__TASKS TO CARRY OUT__:
1. According to the blog post, which song was playing when the narrator was asked to be a girlfriend?
2. For each statement, say whether it agrees with the blog post, and quote the words that decide it. (a) The post gives its mood as hopeful. (b) Suwanee is described as 30 minutes from the city. (c) The narrator went to the local bar alone in 2003.
3. Copy the blog post word for word from "Music: Janet Jackson" to "moved to Georgia.".

__DOCUMENT EXCERPT__:
..............................
Tuesday, March 26, 2013

The Road to Embracing My Womanhood: Part IV The Conclusion

Music: Janet Jackson "All For You"
Mood: Hopeful

I know what you're thinking
"Brooke's journey to womanhood is taking a long time. Will she ever become a woman? And when she does, will she still be as interesting?"
Oops, my bad. That's what I was thinking when I moved to Georgia.

Have ever thought you were going on a date and then some dude took you to Dairy Queen for their "Hot Eats." (True story, and the lame actually told me we were going for the Hot Eats.) 






Well that confusion and disappointment sort of sums up how I felt when we moved to Atlanta. Um, but it wasn't Atlanta. As we passed The Varsity and the Atlanta's skyscrapers grew further and further behind me, I realized, we were headed to the docks. The boondocks that is. Suwanee, GA. Where is that?
Suwanee, 42 min. from the city. But with ATL traffic, it felt more like forever.


Fast forward to 2003. I believe it was a Tuesday night in February. I was thrilled because my sister had just moved to "ATL" as well, and my life felt so much more complete because of her presence. I headed to a local bar with my sister and my ex, who I was determined to make fall head over heels for me again. Of course I had my hair, makeup and outfit just perfect that evening. Instead I met HIM. The man I would marry. I didn't know that then of course.

We don't have to shave our chest hair, we just don't grow any.
 When he made our relationship official, in the weeks to come, the moment was so dreamy. We were riding in his Jeep Wrangler with the doors and windows off. PS - me no likey riding in a car like that, weave just-a whippin' through the wind. B2K's song "Girlfriend" was playing, and then he asked me to be his girlfriend. It felt like a movie Was this the serious moment in a romantic comedy? Ya know that moment when you start to feel lumps developing in your throat cause you've finally reached the scene were you say "This is more than just giggles. This.Is.Love." - and then you cry.
..............................
Segmentation mask data:
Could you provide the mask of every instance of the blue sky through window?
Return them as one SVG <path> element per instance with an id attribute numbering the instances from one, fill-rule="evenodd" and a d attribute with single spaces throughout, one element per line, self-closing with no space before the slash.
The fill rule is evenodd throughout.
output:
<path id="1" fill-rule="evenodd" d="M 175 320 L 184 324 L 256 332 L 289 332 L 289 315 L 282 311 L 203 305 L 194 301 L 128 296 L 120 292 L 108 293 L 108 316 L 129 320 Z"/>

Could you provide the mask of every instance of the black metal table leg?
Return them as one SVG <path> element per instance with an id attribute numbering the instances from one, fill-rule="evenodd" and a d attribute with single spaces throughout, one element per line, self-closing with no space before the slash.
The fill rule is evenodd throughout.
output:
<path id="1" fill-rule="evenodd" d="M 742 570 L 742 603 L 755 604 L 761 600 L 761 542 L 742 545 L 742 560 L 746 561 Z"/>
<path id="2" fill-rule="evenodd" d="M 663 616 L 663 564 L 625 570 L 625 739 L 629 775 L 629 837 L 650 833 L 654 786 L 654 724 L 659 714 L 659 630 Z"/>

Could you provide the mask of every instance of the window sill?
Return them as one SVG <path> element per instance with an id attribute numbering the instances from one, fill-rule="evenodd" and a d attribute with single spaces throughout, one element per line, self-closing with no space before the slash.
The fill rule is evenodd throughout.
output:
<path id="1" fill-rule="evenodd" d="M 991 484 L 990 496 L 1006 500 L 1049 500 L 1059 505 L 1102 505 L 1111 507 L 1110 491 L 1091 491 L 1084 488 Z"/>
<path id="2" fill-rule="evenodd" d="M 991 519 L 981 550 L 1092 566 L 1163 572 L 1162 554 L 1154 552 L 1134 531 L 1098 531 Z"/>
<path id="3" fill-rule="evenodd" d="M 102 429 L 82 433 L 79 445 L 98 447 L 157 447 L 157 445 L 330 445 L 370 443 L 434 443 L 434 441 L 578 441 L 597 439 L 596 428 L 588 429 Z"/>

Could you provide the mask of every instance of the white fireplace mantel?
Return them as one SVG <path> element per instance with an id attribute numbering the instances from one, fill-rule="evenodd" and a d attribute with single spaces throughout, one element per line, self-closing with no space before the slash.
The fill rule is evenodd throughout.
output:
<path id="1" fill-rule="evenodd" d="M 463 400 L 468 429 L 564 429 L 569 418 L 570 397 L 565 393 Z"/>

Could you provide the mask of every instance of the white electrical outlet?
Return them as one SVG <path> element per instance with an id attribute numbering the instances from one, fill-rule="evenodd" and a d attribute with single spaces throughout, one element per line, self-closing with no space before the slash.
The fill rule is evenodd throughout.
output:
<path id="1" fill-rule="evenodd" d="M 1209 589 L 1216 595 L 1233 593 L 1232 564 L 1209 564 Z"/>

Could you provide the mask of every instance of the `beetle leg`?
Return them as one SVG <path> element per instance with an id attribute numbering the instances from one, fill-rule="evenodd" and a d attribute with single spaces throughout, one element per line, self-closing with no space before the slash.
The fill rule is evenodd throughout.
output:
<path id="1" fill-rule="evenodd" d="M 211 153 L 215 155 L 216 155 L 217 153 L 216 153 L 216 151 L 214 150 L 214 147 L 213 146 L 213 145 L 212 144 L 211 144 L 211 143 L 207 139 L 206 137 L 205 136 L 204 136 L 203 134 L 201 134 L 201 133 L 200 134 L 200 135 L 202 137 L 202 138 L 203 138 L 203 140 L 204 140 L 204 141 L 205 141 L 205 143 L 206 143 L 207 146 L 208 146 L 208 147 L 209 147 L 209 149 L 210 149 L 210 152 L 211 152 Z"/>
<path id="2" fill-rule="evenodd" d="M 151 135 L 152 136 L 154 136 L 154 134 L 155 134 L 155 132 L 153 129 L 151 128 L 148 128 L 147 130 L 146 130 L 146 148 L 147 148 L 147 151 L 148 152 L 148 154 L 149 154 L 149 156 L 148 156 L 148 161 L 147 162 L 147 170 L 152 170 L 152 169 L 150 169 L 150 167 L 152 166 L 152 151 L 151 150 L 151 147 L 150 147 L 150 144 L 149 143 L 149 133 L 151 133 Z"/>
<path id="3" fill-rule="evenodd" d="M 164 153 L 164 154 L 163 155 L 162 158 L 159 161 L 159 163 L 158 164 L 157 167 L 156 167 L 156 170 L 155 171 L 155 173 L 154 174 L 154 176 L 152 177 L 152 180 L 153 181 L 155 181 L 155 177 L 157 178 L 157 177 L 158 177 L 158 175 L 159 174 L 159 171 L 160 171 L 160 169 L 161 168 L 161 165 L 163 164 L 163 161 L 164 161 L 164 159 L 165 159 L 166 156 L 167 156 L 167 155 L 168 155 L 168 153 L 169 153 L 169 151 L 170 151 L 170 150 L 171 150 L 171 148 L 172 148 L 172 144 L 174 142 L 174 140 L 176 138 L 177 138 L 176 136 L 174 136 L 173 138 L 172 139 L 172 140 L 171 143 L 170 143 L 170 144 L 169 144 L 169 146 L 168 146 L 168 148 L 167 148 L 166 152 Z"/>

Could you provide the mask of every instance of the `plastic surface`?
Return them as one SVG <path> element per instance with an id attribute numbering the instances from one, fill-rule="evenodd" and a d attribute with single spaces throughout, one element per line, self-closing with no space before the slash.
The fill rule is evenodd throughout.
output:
..............................
__TASK RESPONSES__:
1. B2K's "Girlfriend."

2.
(a) Yes: "Mood: Hopeful"
(b) No: "Suwanee, 42 min. from the city."
(c) No: "I headed to a local bar with my sister and my ex"

3.
Music: Janet Jackson "All For You"
Mood: Hopeful

I know what you're thinking
"Brooke's journey to womanhood is taking a long time. Will she ever become a woman? And when she does, will she still be as interesting?"
Oops, my bad. That's what I was thinking when I moved to Georgia.